**Job a**. State how many lines in the entries below contain the string "bottle", treating case as significant, and give only the number.

**Text provided**.
☆ ☆ ☆ ☆ ☆
Studio album by Wildchild
- Released: April 22, 2003
- Studios: Defcon 4; Creekside Recorders;
- Genre: Hip-hop
- Length: 1:00:11
- Label: Stones Throw
- Producers: Madlib; Oh No;

Wildchild chronology
|  | Secondary Protocol (2003) | Jack of All Trades (2007) |

Singles from Secondary Protocol
- "Knicknack 2002" Released: 2002; "Code Red" Released: 2003; "Wonder Years" Released: 2004;

= Secondary Protocol =

Secondary Protocol is the debut solo studio album by American rapper Wildchild. It was released in April 2003 via Stones Throw Records. Recording sessions took place at Defcon 4 Studios and Creekside Recorders. Produced by Madlib and Oh No, it features guest appearances from Medaphoar, Aceyalone, LMNO, Oh No, Percee P, Phil Da Agony, Planet Asia, Spontaneous, Tha Alkaholiks and Vinia Mojica. The album was supported by three singles: "Khicknack 2002", "Code Red" and "Wonder Years".

The album's title meaning is about the artist wanting to show a more personal view, which is alternative to what he brings as a member of Lootpack. The title track is featured in the 2003 video game Tony Hawk's Underground.

Professional ratings
Review scores
| Source | Rating |
| AllHipHop | Star |
| AllMusic | Star |
| Pitchfork | 6.3/10 |
| Prefix | 8/10 |
| RapReviews | 8.5/10 |

==Track listing==

- Notes
- Track 15 is listed as a bonus track.
☆ ☆ ☆ ☆ ☆
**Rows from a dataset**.
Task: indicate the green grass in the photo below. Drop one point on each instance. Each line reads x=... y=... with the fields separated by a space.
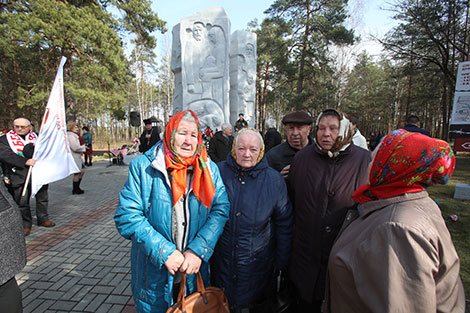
x=460 y=230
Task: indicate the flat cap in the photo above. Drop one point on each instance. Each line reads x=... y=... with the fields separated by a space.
x=297 y=117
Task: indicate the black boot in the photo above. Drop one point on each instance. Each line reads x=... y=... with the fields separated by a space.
x=76 y=188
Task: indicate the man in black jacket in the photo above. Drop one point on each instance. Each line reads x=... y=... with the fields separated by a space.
x=297 y=125
x=13 y=252
x=221 y=144
x=16 y=152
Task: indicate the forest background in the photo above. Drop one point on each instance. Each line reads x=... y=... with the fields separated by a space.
x=306 y=61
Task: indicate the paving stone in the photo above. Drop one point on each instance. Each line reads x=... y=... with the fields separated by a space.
x=117 y=299
x=64 y=305
x=104 y=308
x=51 y=295
x=103 y=289
x=81 y=293
x=96 y=303
x=43 y=306
x=84 y=302
x=42 y=285
x=82 y=264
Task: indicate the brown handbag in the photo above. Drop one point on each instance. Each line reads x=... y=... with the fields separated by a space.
x=204 y=300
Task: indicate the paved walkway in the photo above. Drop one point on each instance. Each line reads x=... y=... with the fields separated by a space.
x=81 y=264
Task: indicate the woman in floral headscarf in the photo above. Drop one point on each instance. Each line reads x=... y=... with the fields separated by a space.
x=394 y=253
x=173 y=207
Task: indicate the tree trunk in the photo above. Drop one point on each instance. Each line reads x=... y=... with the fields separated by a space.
x=300 y=81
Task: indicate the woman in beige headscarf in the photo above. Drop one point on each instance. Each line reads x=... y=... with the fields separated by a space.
x=77 y=147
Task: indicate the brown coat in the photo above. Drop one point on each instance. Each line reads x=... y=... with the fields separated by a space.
x=320 y=189
x=396 y=256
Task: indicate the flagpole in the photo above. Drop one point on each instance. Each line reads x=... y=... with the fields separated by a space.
x=28 y=177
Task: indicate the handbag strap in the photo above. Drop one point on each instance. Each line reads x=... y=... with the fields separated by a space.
x=200 y=289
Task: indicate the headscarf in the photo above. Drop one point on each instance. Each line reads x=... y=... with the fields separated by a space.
x=345 y=133
x=407 y=162
x=203 y=187
x=248 y=130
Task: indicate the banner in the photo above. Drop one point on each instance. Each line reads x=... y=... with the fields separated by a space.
x=54 y=160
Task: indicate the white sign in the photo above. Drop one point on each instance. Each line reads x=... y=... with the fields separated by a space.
x=463 y=77
x=461 y=108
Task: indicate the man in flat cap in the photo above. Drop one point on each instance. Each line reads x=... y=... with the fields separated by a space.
x=297 y=126
x=240 y=123
x=150 y=136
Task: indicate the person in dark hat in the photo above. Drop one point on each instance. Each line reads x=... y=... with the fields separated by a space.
x=240 y=123
x=413 y=125
x=297 y=125
x=149 y=137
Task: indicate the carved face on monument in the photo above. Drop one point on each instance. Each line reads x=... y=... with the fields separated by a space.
x=250 y=50
x=198 y=31
x=215 y=35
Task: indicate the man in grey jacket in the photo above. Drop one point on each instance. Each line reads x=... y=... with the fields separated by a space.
x=13 y=252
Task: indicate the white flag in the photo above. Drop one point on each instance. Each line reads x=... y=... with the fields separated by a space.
x=54 y=160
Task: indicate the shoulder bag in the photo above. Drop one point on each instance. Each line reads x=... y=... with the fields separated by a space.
x=204 y=300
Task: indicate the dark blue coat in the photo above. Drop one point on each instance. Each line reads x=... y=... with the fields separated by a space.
x=256 y=240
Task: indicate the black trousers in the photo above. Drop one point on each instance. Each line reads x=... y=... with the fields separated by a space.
x=10 y=297
x=42 y=202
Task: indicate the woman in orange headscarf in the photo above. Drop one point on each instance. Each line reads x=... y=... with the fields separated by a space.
x=173 y=207
x=394 y=253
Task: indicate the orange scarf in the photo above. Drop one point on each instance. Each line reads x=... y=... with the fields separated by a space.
x=203 y=187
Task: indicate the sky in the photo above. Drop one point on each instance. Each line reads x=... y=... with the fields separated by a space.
x=367 y=17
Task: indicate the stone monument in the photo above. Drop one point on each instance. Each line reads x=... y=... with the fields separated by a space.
x=243 y=76
x=200 y=63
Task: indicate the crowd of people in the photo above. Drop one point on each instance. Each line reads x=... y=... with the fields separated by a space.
x=343 y=229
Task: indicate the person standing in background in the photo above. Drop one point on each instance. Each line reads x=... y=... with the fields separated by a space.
x=322 y=179
x=240 y=123
x=221 y=144
x=272 y=137
x=358 y=139
x=13 y=253
x=87 y=140
x=16 y=155
x=413 y=125
x=297 y=125
x=77 y=147
x=150 y=136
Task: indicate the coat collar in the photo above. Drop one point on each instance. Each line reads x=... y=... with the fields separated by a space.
x=369 y=207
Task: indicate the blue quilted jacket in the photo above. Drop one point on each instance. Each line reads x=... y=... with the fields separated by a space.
x=144 y=216
x=257 y=238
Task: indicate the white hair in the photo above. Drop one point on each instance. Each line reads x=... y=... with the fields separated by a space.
x=271 y=123
x=225 y=126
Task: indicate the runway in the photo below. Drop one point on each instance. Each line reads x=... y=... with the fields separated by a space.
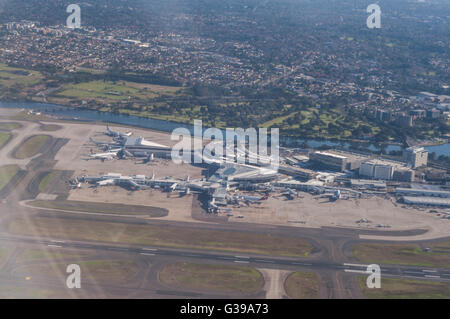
x=395 y=271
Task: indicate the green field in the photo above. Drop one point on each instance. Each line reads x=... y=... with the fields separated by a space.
x=302 y=285
x=404 y=254
x=50 y=127
x=39 y=254
x=15 y=77
x=167 y=236
x=91 y=270
x=4 y=137
x=110 y=91
x=45 y=181
x=9 y=126
x=406 y=289
x=93 y=207
x=212 y=277
x=7 y=173
x=31 y=146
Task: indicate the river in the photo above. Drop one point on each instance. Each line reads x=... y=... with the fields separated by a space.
x=64 y=112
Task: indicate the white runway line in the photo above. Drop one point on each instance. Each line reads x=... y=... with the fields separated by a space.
x=356 y=265
x=356 y=271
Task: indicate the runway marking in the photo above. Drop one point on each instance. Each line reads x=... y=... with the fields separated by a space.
x=356 y=271
x=302 y=264
x=413 y=272
x=264 y=261
x=415 y=277
x=356 y=265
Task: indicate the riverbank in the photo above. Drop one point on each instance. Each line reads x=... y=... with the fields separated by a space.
x=76 y=114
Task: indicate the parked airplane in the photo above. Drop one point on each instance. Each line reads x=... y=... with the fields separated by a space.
x=117 y=134
x=290 y=194
x=105 y=156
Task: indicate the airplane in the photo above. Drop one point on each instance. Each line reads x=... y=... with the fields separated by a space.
x=106 y=145
x=290 y=194
x=117 y=134
x=105 y=156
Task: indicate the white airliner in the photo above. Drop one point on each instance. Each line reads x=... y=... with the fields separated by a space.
x=117 y=134
x=105 y=156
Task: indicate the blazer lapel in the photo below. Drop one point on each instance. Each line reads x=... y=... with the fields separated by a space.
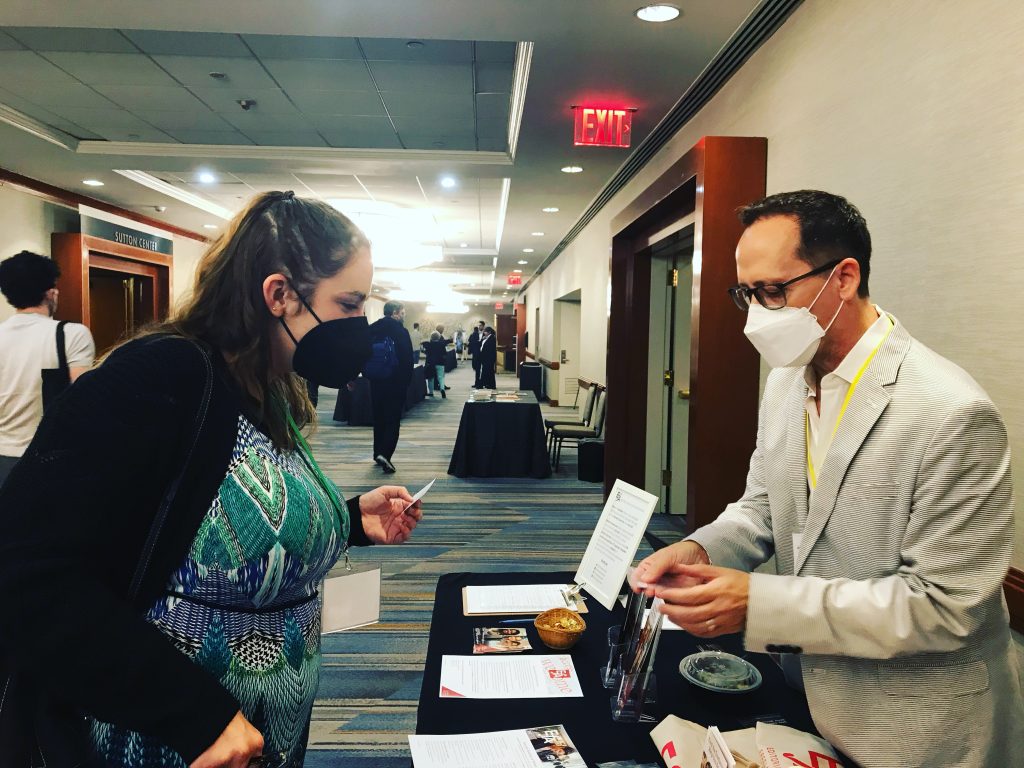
x=867 y=403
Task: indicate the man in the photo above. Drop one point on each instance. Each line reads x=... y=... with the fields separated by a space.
x=487 y=357
x=881 y=483
x=29 y=340
x=389 y=394
x=474 y=352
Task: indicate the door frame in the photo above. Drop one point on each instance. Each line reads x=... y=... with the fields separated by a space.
x=716 y=177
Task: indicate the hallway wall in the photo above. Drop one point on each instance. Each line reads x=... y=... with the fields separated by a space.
x=911 y=111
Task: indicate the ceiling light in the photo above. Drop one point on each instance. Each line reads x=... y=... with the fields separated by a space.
x=657 y=13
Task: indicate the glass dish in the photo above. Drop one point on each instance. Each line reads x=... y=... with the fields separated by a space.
x=720 y=672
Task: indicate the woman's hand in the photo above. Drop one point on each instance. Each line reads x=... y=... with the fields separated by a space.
x=237 y=744
x=385 y=518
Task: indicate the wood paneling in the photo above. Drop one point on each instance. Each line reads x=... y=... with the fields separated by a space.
x=712 y=181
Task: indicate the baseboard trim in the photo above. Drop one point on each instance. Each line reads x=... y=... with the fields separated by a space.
x=1013 y=588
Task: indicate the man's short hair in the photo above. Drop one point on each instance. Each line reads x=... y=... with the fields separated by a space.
x=26 y=278
x=830 y=227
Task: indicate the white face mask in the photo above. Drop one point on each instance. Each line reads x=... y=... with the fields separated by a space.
x=786 y=337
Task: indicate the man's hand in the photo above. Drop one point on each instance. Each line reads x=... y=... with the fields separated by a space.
x=713 y=604
x=385 y=518
x=237 y=744
x=657 y=568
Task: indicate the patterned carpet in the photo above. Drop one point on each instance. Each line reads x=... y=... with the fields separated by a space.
x=371 y=678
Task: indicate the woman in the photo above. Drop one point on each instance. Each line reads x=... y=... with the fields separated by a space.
x=166 y=534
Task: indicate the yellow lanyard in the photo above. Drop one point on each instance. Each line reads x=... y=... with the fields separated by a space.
x=846 y=401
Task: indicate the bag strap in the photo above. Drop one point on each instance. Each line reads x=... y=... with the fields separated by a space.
x=61 y=348
x=172 y=489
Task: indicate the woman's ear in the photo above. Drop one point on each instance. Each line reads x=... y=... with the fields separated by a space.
x=276 y=293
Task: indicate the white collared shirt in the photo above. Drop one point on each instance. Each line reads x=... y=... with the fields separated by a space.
x=834 y=389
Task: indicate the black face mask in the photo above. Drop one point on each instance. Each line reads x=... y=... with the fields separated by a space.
x=334 y=352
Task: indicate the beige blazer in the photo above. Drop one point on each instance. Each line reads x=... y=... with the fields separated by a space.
x=894 y=599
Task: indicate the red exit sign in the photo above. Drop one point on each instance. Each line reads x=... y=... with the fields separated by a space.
x=602 y=126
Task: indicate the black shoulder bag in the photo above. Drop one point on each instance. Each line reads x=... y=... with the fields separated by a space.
x=38 y=730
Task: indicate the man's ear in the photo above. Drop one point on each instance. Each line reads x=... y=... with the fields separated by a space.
x=276 y=294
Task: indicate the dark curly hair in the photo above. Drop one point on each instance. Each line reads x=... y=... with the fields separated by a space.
x=26 y=278
x=830 y=227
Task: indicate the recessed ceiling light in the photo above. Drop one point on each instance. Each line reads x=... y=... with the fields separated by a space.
x=657 y=13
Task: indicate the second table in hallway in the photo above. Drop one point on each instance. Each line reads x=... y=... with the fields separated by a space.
x=501 y=439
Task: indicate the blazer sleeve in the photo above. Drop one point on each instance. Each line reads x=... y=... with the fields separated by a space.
x=741 y=537
x=75 y=513
x=954 y=556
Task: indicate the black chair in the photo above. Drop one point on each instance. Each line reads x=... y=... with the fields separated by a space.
x=588 y=412
x=565 y=433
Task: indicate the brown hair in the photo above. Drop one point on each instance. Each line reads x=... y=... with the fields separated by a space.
x=304 y=240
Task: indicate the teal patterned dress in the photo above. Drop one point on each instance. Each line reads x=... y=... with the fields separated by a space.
x=244 y=604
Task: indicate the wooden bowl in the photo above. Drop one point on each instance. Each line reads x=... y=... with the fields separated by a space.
x=559 y=629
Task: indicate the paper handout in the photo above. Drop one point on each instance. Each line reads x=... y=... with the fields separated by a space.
x=530 y=748
x=614 y=542
x=509 y=677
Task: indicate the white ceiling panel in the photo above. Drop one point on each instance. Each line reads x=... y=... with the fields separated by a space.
x=295 y=46
x=321 y=75
x=112 y=69
x=241 y=73
x=390 y=49
x=337 y=102
x=29 y=67
x=428 y=105
x=48 y=39
x=436 y=78
x=60 y=94
x=287 y=138
x=494 y=78
x=187 y=136
x=203 y=119
x=143 y=97
x=268 y=100
x=188 y=43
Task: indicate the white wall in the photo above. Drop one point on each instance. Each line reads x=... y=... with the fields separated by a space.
x=913 y=112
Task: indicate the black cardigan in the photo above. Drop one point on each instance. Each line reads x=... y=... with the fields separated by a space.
x=75 y=513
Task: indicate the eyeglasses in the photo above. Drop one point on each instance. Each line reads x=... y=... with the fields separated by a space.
x=772 y=295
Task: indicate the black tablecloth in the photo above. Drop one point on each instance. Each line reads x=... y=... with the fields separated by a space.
x=356 y=406
x=588 y=720
x=501 y=439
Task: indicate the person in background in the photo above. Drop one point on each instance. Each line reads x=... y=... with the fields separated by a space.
x=880 y=482
x=389 y=394
x=474 y=351
x=487 y=357
x=30 y=341
x=167 y=532
x=436 y=350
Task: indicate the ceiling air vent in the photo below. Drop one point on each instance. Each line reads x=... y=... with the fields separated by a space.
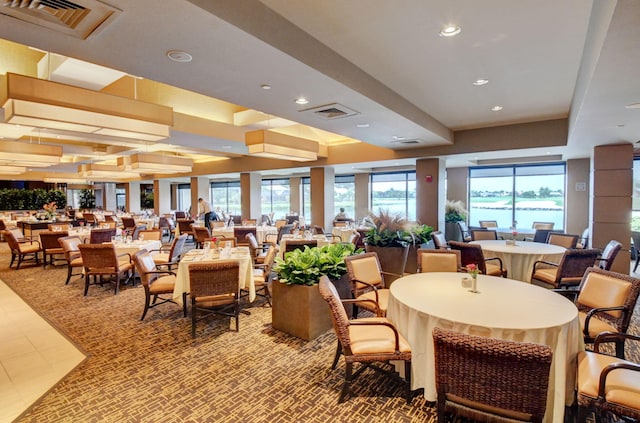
x=331 y=111
x=79 y=19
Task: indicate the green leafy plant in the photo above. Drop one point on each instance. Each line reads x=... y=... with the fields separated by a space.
x=304 y=267
x=454 y=211
x=388 y=231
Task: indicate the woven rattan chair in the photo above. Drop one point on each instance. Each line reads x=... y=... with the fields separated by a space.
x=102 y=260
x=155 y=282
x=367 y=283
x=490 y=380
x=100 y=235
x=50 y=246
x=262 y=275
x=72 y=255
x=483 y=234
x=568 y=272
x=214 y=290
x=365 y=341
x=605 y=302
x=170 y=256
x=430 y=260
x=472 y=254
x=22 y=249
x=608 y=384
x=200 y=235
x=562 y=240
x=609 y=254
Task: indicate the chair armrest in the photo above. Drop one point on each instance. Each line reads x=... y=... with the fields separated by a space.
x=387 y=324
x=594 y=311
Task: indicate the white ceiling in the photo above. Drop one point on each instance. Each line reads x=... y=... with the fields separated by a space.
x=544 y=59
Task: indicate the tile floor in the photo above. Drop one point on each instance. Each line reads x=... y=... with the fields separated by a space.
x=34 y=356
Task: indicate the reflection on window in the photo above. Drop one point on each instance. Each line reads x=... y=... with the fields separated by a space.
x=520 y=194
x=345 y=195
x=184 y=197
x=275 y=197
x=226 y=196
x=395 y=193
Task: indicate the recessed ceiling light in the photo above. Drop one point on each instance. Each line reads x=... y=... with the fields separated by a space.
x=450 y=31
x=179 y=56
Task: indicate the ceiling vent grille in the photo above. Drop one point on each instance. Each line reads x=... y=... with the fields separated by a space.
x=331 y=111
x=79 y=19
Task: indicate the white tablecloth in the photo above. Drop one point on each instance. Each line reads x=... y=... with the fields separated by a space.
x=504 y=309
x=518 y=259
x=194 y=256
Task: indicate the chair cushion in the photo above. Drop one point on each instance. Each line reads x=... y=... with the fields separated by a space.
x=623 y=386
x=383 y=300
x=163 y=285
x=374 y=339
x=596 y=325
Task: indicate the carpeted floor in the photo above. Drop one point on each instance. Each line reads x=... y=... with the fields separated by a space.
x=153 y=371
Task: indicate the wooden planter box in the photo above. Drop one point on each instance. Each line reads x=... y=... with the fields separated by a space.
x=299 y=310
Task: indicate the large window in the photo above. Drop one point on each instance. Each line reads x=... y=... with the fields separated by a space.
x=520 y=194
x=345 y=195
x=226 y=195
x=184 y=198
x=395 y=193
x=275 y=197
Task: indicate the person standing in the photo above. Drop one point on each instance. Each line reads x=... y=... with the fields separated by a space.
x=204 y=211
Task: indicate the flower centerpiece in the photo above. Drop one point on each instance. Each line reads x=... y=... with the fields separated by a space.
x=50 y=210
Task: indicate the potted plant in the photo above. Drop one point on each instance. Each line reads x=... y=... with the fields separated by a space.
x=297 y=307
x=391 y=240
x=454 y=212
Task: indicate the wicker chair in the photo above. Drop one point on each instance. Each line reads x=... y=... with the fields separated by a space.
x=214 y=290
x=155 y=282
x=605 y=302
x=102 y=260
x=430 y=260
x=70 y=245
x=170 y=256
x=367 y=283
x=562 y=240
x=472 y=254
x=490 y=380
x=608 y=384
x=483 y=234
x=200 y=235
x=364 y=341
x=99 y=235
x=262 y=275
x=439 y=241
x=568 y=272
x=50 y=246
x=609 y=254
x=24 y=250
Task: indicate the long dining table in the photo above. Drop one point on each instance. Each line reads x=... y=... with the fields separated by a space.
x=518 y=258
x=503 y=309
x=241 y=254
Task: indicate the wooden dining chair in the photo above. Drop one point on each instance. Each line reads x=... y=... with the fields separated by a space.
x=490 y=380
x=365 y=341
x=430 y=260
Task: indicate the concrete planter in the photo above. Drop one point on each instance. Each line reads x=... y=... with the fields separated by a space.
x=299 y=310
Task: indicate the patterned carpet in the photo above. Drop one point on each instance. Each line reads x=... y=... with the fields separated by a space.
x=153 y=371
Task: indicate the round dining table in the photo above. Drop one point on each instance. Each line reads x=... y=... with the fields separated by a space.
x=518 y=258
x=502 y=309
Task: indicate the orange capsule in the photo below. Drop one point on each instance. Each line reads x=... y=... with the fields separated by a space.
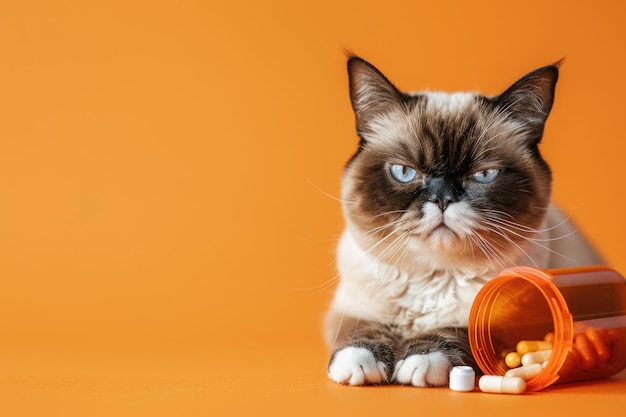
x=513 y=359
x=573 y=361
x=584 y=347
x=596 y=337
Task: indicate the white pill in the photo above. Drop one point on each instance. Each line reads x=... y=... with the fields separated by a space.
x=501 y=384
x=462 y=378
x=525 y=372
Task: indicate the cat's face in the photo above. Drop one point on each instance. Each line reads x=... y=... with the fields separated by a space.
x=448 y=177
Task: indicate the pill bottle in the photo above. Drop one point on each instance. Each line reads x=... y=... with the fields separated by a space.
x=581 y=310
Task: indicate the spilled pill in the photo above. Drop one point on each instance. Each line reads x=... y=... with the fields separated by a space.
x=501 y=384
x=513 y=359
x=539 y=356
x=525 y=372
x=526 y=346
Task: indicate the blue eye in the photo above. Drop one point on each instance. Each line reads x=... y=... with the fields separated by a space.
x=486 y=176
x=402 y=173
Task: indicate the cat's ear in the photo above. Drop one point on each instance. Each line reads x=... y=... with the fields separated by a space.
x=370 y=91
x=530 y=99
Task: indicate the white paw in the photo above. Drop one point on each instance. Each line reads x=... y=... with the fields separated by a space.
x=424 y=370
x=356 y=366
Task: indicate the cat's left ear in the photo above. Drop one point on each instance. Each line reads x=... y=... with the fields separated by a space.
x=530 y=99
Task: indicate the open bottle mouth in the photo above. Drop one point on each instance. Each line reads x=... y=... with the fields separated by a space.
x=522 y=303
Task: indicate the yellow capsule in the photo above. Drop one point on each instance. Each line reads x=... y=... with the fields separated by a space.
x=513 y=359
x=536 y=357
x=525 y=372
x=501 y=384
x=583 y=345
x=526 y=346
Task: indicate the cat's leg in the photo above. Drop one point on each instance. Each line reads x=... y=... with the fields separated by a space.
x=364 y=352
x=427 y=360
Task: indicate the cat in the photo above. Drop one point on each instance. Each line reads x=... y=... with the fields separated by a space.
x=444 y=191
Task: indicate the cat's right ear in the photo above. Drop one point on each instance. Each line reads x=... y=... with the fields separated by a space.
x=371 y=92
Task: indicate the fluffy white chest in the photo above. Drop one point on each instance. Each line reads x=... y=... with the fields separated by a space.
x=412 y=300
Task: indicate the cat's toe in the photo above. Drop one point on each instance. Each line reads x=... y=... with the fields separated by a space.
x=356 y=366
x=423 y=370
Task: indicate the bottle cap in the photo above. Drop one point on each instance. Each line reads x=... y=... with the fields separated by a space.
x=462 y=378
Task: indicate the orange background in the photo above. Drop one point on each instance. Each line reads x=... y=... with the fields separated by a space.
x=167 y=225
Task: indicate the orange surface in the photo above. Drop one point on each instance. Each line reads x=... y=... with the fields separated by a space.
x=166 y=229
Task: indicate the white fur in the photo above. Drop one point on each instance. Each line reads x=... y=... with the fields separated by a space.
x=449 y=103
x=356 y=366
x=423 y=370
x=418 y=297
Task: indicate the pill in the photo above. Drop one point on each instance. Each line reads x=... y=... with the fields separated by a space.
x=525 y=372
x=462 y=379
x=599 y=345
x=513 y=359
x=501 y=384
x=536 y=357
x=526 y=346
x=572 y=361
x=586 y=351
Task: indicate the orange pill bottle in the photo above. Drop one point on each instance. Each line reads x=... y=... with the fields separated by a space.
x=581 y=311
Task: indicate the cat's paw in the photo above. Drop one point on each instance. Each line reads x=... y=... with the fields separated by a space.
x=357 y=366
x=423 y=370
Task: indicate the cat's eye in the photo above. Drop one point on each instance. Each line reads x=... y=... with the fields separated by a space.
x=486 y=176
x=402 y=173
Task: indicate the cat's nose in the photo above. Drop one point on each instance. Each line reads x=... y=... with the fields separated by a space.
x=443 y=192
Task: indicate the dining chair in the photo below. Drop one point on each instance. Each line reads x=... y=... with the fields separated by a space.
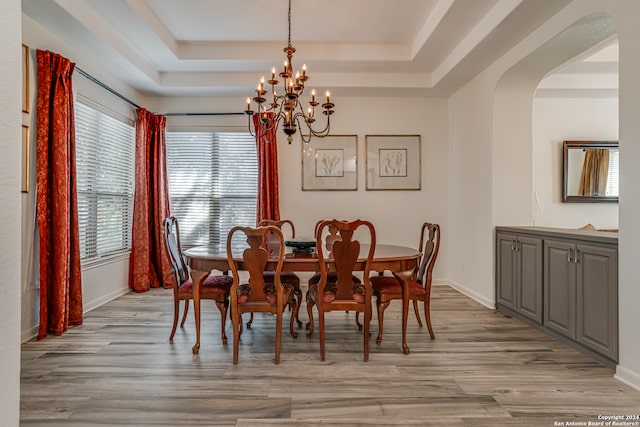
x=255 y=295
x=212 y=287
x=344 y=294
x=330 y=237
x=388 y=288
x=273 y=246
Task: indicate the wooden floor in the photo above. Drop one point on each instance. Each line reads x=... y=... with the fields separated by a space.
x=483 y=369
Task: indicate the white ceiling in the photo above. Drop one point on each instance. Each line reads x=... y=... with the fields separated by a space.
x=353 y=47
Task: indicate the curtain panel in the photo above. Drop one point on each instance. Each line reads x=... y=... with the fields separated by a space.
x=149 y=265
x=593 y=181
x=268 y=199
x=56 y=197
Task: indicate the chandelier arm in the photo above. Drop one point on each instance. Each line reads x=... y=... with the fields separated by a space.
x=287 y=109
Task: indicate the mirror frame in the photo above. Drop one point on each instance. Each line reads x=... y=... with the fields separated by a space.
x=565 y=156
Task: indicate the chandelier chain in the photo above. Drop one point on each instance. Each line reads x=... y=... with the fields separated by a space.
x=286 y=108
x=289 y=18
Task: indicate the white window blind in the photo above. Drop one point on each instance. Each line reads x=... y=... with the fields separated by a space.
x=213 y=184
x=105 y=163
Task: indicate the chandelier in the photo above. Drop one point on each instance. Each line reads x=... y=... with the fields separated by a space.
x=287 y=107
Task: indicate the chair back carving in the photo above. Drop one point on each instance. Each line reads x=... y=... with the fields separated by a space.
☆ ☆ ☆ ☆ ☆
**Job b**. According to the text on the album Secondary Protocol, which video game features the title track?

**Correct result a**. 4

**Correct result b**. Tony Hawk's Underground, released in 2003.